### TASK BRIEF:
Your task is to retype each line of the data below exactly.

···

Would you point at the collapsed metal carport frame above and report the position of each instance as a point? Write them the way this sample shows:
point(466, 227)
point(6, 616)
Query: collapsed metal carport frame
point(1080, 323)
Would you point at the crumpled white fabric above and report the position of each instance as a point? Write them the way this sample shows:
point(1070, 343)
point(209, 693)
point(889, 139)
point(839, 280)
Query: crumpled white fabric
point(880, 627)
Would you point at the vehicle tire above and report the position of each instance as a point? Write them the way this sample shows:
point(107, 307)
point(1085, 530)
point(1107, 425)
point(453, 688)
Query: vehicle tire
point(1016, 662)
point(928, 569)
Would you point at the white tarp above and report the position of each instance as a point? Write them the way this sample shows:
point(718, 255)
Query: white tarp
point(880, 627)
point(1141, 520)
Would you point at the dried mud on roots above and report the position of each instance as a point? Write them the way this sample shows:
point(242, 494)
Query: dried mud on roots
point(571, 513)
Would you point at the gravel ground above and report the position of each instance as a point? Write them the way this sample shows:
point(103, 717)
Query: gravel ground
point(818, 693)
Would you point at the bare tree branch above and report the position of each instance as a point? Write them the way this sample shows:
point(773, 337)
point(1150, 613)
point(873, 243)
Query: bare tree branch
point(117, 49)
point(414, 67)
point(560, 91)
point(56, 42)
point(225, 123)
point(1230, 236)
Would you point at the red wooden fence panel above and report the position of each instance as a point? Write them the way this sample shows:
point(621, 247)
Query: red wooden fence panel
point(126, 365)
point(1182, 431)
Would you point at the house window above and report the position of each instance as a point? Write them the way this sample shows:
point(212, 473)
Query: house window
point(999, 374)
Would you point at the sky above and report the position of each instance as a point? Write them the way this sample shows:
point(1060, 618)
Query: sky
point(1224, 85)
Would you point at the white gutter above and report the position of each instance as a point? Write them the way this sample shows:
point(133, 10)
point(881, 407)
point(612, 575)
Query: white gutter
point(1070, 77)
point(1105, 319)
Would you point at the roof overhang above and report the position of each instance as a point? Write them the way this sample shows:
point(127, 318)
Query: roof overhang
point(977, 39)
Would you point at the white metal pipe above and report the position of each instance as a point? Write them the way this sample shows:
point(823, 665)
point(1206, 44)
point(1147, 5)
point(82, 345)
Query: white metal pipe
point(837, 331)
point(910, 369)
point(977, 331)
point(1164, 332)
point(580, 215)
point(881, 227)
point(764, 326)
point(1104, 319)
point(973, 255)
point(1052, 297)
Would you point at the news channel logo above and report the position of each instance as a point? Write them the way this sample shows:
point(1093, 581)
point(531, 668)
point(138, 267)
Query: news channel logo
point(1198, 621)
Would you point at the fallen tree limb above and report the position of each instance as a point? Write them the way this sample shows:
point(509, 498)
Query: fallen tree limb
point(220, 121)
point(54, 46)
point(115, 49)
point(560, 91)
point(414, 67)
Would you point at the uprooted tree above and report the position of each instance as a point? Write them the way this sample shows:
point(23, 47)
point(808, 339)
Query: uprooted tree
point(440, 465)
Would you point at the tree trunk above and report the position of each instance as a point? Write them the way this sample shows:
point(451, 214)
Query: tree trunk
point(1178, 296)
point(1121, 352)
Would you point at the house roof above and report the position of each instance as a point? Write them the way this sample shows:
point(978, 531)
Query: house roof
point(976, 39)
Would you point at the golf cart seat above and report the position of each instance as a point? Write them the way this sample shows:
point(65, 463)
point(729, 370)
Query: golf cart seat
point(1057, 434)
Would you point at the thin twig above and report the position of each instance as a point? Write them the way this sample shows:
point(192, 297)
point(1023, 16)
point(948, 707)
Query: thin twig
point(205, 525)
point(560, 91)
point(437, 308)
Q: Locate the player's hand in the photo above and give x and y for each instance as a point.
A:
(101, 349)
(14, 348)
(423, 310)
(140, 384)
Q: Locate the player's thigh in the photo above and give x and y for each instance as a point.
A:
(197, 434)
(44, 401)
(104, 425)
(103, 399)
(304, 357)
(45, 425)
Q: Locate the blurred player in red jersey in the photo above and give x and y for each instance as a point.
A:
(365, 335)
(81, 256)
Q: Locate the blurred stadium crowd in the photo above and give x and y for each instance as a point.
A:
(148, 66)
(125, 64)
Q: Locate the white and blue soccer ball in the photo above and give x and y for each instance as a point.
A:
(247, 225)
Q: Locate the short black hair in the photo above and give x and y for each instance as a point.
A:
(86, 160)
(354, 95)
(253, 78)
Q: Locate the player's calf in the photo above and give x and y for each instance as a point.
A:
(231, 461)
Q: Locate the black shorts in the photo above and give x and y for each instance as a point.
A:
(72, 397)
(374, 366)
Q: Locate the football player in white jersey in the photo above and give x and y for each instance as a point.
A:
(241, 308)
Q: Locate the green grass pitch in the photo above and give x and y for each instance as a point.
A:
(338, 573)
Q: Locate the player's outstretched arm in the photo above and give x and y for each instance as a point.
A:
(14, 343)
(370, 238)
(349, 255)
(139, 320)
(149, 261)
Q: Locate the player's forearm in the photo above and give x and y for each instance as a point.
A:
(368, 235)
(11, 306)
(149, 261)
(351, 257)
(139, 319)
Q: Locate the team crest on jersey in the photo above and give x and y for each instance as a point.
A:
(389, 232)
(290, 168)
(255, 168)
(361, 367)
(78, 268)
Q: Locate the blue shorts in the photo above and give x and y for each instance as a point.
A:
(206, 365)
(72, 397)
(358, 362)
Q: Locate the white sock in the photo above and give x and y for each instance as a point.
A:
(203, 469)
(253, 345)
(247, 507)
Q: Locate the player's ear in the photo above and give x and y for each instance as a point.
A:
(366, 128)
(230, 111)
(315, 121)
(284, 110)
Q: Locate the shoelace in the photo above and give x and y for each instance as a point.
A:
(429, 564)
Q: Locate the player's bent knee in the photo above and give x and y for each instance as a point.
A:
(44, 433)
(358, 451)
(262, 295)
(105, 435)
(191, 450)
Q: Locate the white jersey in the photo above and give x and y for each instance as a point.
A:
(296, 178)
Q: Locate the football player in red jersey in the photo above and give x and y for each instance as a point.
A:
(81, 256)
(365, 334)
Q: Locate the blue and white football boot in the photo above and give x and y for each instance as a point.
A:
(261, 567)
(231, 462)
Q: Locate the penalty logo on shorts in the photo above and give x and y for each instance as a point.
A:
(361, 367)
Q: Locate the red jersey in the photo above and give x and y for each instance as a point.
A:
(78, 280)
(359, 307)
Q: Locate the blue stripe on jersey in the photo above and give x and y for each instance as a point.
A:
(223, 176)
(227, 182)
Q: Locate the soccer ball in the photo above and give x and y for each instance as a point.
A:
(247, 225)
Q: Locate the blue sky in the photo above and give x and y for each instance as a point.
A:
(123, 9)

···

### REPLY:
Would you point at the collapsed metal carport frame above and report the position of each instance as a point? Write them the way this sample shows:
point(466, 227)
point(6, 616)
Query: collapsed metal carport frame
point(1080, 323)
Would you point at the crumpled white fabric above and report the position of each instance as a point? Write them the way this sample shows:
point(1070, 343)
point(209, 693)
point(889, 139)
point(839, 280)
Query: crumpled white fabric
point(880, 627)
Would you point at the vehicle tire above and report the position of each instance as a point? Write them the way this sample shows:
point(107, 307)
point(1085, 530)
point(1107, 425)
point(453, 688)
Query: vehicle tire
point(1016, 662)
point(928, 569)
Would you point at the white tarp above and report the position of each instance as a point? Write them the way this sample shows:
point(718, 255)
Query: white tarp
point(880, 627)
point(1141, 520)
Would you point at the dried mud on roots above and report the position of each instance as a point? Write them the way this sample shows:
point(242, 494)
Query: dried mud on roots
point(571, 513)
Would you point at the gravel ground above and report the position of each instance as a point? Write them the way this sample shows:
point(103, 717)
Query: gravel ground
point(818, 693)
Would you point at the bare tree branch above and report the position of each instance as a point? Write them the way this sample shows:
point(773, 337)
point(1150, 613)
point(873, 243)
Query: bare tree branch
point(117, 49)
point(414, 67)
point(560, 91)
point(56, 42)
point(225, 123)
point(1230, 236)
Would you point at the red wooden fence panel above and report the position of each instance as a point? Write them the way this sample shows:
point(621, 247)
Query: red wooden fence panel
point(126, 365)
point(1182, 431)
Would you point at the house window above and report the position of each instance as a point? Write them the way this sample shows:
point(212, 473)
Query: house window
point(999, 374)
Would you point at the sky above and report the position of each instance as a point? Write them the way this sample shows:
point(1060, 618)
Query: sky
point(1224, 85)
Would you point at the white gutter above and report the position of each instance as a point? Write them the way this sample shows:
point(133, 10)
point(881, 407)
point(612, 575)
Query: white gutter
point(1070, 77)
point(1105, 319)
Would you point at the roof overhang above and report the position of each instance as a point? Write them the way this sample shows:
point(127, 318)
Query: roof overhang
point(977, 39)
Would you point at the white metal pipe above and report the position of each instance as a point? Write them the way this sample shows:
point(823, 665)
point(1206, 44)
point(1147, 5)
point(82, 345)
Query: white metal pipe
point(837, 331)
point(910, 369)
point(977, 331)
point(1164, 332)
point(580, 215)
point(881, 227)
point(764, 326)
point(1104, 319)
point(973, 255)
point(1052, 297)
Would you point at the news channel logo above and report the position of each instance as a point? Write them the way this sample shows:
point(1093, 581)
point(531, 668)
point(138, 267)
Query: news channel logo
point(1198, 621)
Would you point at the fallen tree limb above and report the position of each instance as a point? Write them the way this sample shows:
point(509, 498)
Query: fallen tree limb
point(220, 121)
point(54, 46)
point(115, 49)
point(560, 91)
point(414, 67)
Would you point at the uprooted tree above and report the position of each instance as a point? Write them the way this sample shows:
point(23, 47)
point(808, 339)
Query: uprooted tree
point(440, 465)
Would you point at the tree trunk above and report the position of each instance as a point? Write them the way this sample shows:
point(451, 214)
Query: tree trunk
point(1178, 296)
point(1121, 352)
Would you point at the house roof above and report the position of each instance as a point? Write them the way this sample shows:
point(978, 531)
Query: house roof
point(976, 39)
Would you point at the golf cart seat above and report the position of each instance as a point? Write them the way this sample shows:
point(65, 463)
point(729, 370)
Query: golf cart seat
point(1057, 434)
Would you point at the thin twig above and report the position of each instance as a point? Write them the way this sample shows:
point(192, 297)
point(1023, 16)
point(948, 707)
Query: thin twig
point(205, 525)
point(560, 91)
point(437, 308)
Q: Locate the player's hand in the photo above and give x and y for each instance as a point.
A:
(101, 349)
(14, 348)
(423, 310)
(140, 384)
Q: Locate the player's thigh in the photo above and give x and y for each instance as a point.
A:
(197, 434)
(44, 401)
(104, 425)
(103, 399)
(304, 357)
(45, 425)
Q: Locate the blurred player in red jersey in the photo above and give x and y for each instance as a point.
A:
(365, 335)
(81, 256)
Q: Locate the blurred stadium crowd in the photo above and give x and y for each instance as a point.
A:
(148, 66)
(125, 64)
Q: Locate the white and blue soccer ball in the photo above and give x and y for each instance as a point.
A:
(247, 225)
Q: Locate the short black hair in the photo above and give x and y for each instance as a point.
A:
(86, 160)
(354, 95)
(253, 78)
Q: Locate the player's calf in the photo above and give x and y for each instance as a point.
A:
(231, 461)
Q: Locate the black shorts in the photo above and give x and y for each instance as a point.
A:
(72, 397)
(374, 366)
Q: Locate the football player in white jersey in the photo above and give x and y for each instance as a point.
A:
(241, 308)
Q: Locate the green grass pitch in the photo above and give x and y for each instance as a point.
A:
(338, 573)
Q: Locate the player's outstretched arm in the photo above and give x and y for each instance as a point.
A:
(14, 343)
(370, 238)
(349, 255)
(139, 320)
(149, 261)
Q: Locate the player's forearm in the photo above and give x and y for each instance as a point.
A:
(368, 235)
(11, 306)
(149, 261)
(351, 257)
(139, 319)
Q: Locate the team crest on jersey in the photo above and give x and y for each instance as a point.
A:
(389, 232)
(290, 168)
(255, 168)
(361, 367)
(78, 268)
Q: Locate the blue shorts in the photo above and give x and y for each instance as a point.
A:
(206, 365)
(72, 397)
(358, 362)
Q: Locate the white sock in the photo above and give x and y for each instance as a point.
A:
(203, 469)
(253, 345)
(247, 507)
Q: Locate the player's ear in the photo above and give x and y for each instance as a point.
A:
(366, 128)
(230, 111)
(315, 121)
(284, 110)
Q: Locate the shoelace in the photo above and give x and y for each instance as a point.
A:
(429, 564)
Q: Locate the player's bent knee in the photo above and give x and y for each instance as a point.
A:
(44, 433)
(358, 451)
(262, 295)
(105, 435)
(191, 450)
Q: Locate the white jersey in the photo above and give x and y for each instance as a point.
A:
(296, 178)
Q: Locate the football player in red jersey in the photo above and give x and y for each instance as a point.
A:
(81, 256)
(365, 334)
Q: Locate the blue and white football boot in the photo above and give x and y for each instance as a point.
A:
(261, 567)
(231, 462)
Q: Locate the penalty logo on shorts in the photo above and give x and y for each instance as a point.
A:
(361, 367)
Q: Locate the red jersey in the photo above and give x and y for each instance as a point.
A:
(78, 280)
(359, 307)
Q: Locate the blue stripe on jersey in the photo above and give x and y for each instance as a point.
A:
(223, 176)
(227, 182)
Q: Locate the soccer ball in the photo above and give x and y for each instance as a point.
A:
(247, 225)
Q: Locate the blue sky in the photo above and give x and y for each instance as a point.
A:
(123, 9)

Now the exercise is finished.